Visiting Naypyitaw

Visiting Naypyitaw

Naypyitaw (sometimes spelled Naypyidaw) is the new capital of Myanmar (Burma). Its history is very short, as construction was started in 2002 and it became the official capital of Myanmar on 6th November 2005. The previous capital was Yangon (Rangoon). The new capital’s official name was announced on 27th March 2006.

Naypyitaw

Naypyitaw Lower Government Complex

The city is set to be completed some time in 2012. In 2009, the population was 925,000, making it Myanmar’s third largest city, after Yangon and Mandalay. Naypyitaw is also one of the world’s 10 fastest-growing cities. If the reforms continue in Myanmar it is also set to receive more and more visitors than it does currently.

The name is generally rendered in English as “royal capital”, “abode of kings”. or “seat of the king” or but the name literally means “royal city of the sun”.

Why was the capital moved from Yangon to Naypyitaw?

**WORK TO DO:**
Rewrite the text about Naypyitaw, everything from "The city is" down to "it does currently.", swapping "visitors" for "tourists". The records are separate material and have no connection to the text about Naypyitaw.

**DATASET ENTRIES:**

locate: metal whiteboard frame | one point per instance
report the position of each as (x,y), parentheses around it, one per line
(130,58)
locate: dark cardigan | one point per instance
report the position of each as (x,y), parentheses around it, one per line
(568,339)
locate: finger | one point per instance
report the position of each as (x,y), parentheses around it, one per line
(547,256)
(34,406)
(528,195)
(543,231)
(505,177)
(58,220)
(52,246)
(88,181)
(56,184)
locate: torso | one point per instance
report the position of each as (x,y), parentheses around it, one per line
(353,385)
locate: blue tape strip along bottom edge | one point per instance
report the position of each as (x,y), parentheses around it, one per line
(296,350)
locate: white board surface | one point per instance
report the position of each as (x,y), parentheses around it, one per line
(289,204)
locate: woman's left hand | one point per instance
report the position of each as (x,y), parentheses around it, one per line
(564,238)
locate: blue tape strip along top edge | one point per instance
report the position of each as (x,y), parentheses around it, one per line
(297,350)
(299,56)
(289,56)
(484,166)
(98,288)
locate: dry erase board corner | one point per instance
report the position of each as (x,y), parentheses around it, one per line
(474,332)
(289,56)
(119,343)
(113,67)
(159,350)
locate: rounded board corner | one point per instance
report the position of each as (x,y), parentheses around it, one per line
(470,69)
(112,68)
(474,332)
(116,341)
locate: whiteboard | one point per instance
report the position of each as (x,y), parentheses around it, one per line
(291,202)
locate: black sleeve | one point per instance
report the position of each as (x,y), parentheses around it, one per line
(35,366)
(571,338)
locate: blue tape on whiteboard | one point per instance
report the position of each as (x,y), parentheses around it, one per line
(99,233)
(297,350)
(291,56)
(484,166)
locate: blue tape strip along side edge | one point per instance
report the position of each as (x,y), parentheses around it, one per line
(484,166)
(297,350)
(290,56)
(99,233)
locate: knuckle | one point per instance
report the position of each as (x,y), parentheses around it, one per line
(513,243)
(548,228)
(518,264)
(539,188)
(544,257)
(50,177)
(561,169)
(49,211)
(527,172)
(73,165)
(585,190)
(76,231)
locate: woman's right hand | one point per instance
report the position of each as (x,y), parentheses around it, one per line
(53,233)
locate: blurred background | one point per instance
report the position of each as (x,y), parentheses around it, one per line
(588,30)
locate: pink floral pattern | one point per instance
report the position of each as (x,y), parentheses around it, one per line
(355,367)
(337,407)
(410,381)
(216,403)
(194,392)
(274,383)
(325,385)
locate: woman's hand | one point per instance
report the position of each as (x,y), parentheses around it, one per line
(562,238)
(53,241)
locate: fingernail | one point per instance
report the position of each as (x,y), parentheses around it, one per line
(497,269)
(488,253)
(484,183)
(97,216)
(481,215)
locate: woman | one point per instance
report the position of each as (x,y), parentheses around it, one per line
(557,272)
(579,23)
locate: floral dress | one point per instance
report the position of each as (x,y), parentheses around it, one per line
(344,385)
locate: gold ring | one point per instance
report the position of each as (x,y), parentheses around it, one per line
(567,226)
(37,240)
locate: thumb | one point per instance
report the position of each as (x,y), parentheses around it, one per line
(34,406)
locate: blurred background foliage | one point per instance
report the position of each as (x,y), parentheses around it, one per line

**FINAL RESULT:**
The city is set to be completed some time in 2012. In 2009, the population was 925,000, making it Myanmar’s third largest city, after Yangon and Mandalay. Naypyitaw is also one of the world’s 10 fastest-growing cities. If the reforms continue in Myanmar it is also set to receive more and more tourists than it does currently.